Extract to read –
=-=-=-=-=

Revel Owner Continues Showboat Fight, Setting Opening

Revel owner Glenn Straub is continuing his appeal challenging Stockton University’s sale of the former Showboat casino hotel (l.) to a Philadelphia developer. Straub says he will also re-open Revel in June, with a variety of different attractions, but likely no casino.

Straub says Revel to reopen in June

Glenn Straub, owner of the Revel casino-hotel in Atlantic City, filed a brief last week in the appeal of his court challenge to the sale by Stockton University of the former Showboat casino-hotel, Revel’s next-door neighbor on the Boardwalk, to Philadelphia developer Bart Blatstein.

Straub’s appeal of the sale charges Stockton with failing to live up to its contractual agreement to pursue removal of the former Showboat’s deed restriction, which bans the property from ever being used as a casino. The restriction was placed on the deed by former Showboat owner Caesars Entertainment in a move designed to prevent further competition on the Boardwalk.

According to a report in the Press of Atlantic City, Straub says Stockton had agreed to make an effort to have the restriction removed as a condition of Straub buying the property, and subsequently made no effort to do so, selling the Showboat to Blatstein’s company in January. Blatstein made no objection to the restriction.

“They didn’t act in good faith and therefore they should not have been permitted to sell the property to somebody else,” Straub attorney Stuart Moskovitz told the Press, adding that Straub’s purchase of the Revel’s power plant and the huge fees paid to heat the vacant Revel in winter would not have been necessary had he been able to purchase Showboat and use the neighbor’s utilities.

Straub plans to reopen Revel in June, he said last week in an interview with Forbes. He outlined plans to spend $500,000 to create a theme park-like attraction, complete with ski jumps on an artificial mountain, motocross races and charity mud runs.

=-=-=-=-=

Extracted records –
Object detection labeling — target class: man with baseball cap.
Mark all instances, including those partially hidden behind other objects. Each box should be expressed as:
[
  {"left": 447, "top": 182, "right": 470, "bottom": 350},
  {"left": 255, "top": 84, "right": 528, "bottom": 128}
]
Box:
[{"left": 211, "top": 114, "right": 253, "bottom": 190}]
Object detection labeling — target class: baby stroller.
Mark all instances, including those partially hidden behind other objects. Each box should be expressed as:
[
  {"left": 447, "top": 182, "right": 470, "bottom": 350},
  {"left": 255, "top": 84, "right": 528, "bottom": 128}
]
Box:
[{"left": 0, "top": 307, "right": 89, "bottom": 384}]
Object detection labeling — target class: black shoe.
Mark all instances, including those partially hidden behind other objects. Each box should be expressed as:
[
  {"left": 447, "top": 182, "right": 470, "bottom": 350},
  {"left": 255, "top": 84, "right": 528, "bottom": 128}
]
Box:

=-=-=-=-=

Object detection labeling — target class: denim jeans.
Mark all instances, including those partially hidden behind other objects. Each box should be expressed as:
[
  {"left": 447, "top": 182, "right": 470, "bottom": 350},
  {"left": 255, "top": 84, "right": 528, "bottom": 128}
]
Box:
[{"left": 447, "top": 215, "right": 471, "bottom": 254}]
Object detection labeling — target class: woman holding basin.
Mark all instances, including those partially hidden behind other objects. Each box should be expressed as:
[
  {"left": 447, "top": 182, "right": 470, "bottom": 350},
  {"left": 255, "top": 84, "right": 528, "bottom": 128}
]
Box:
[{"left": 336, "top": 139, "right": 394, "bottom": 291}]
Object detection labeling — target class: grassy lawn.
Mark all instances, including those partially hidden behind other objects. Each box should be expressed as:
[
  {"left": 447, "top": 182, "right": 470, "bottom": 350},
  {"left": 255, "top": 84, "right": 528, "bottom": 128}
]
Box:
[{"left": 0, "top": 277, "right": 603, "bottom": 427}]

=-=-=-=-=

What to work on – From the article above on Revel and the Showboat sale, set down everything from "Straub says Revel" down to "developer Bart Blatstein.", word for word.

Result below –
Straub says Revel to reopen in June

Glenn Straub, owner of the Revel casino-hotel in Atlantic City, filed a brief last week in the appeal of his court challenge to the sale by Stockton University of the former Showboat casino-hotel, Revel’s next-door neighbor on the Boardwalk, to Philadelphia developer Bart Blatstein.